* **What the exercise asks**: Go through the listing below and repeat it exactly, omitting each picture.

* **Data records**:
+++++

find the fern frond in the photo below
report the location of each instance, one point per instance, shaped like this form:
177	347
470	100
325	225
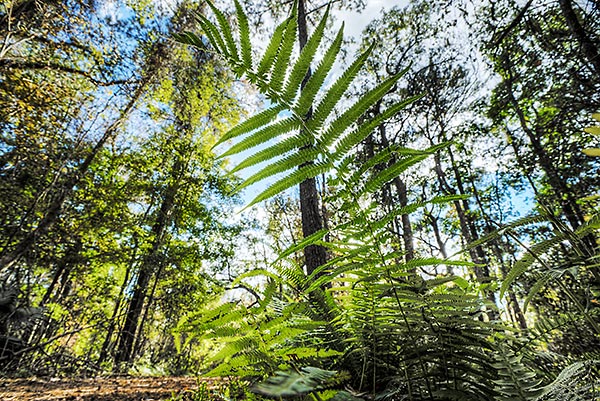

+++++

* **Finished task**:
find the fern frond in the photo below
report the location of each instance, one point per instance, shaped like this form:
177	347
470	100
325	225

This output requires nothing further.